=== Task to carry out ===
Write down every entry below once more, exactly.
──────── Task data ────────
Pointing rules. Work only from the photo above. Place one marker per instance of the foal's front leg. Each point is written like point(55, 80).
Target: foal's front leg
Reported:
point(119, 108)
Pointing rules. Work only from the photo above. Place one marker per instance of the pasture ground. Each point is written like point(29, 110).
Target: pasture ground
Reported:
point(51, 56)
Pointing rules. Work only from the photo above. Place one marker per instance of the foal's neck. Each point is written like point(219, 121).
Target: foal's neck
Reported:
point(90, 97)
────────
=== Finished task ===
Pointing rules. Work only from the photo above. Place one marker per instance of the foal's front leg. Each point is written like point(55, 80).
Target: foal's front leg
Reported:
point(119, 108)
Pointing rules. Work only from the photo above. Place one marker per instance of the pasture ground. Each point is written like point(29, 110).
Target: pasture ground
Reported:
point(51, 56)
Pointing rules. Work only from the photo above. Place one marker per instance of the foal's neck. Each point is written like point(219, 121).
Target: foal's neck
Reported:
point(90, 97)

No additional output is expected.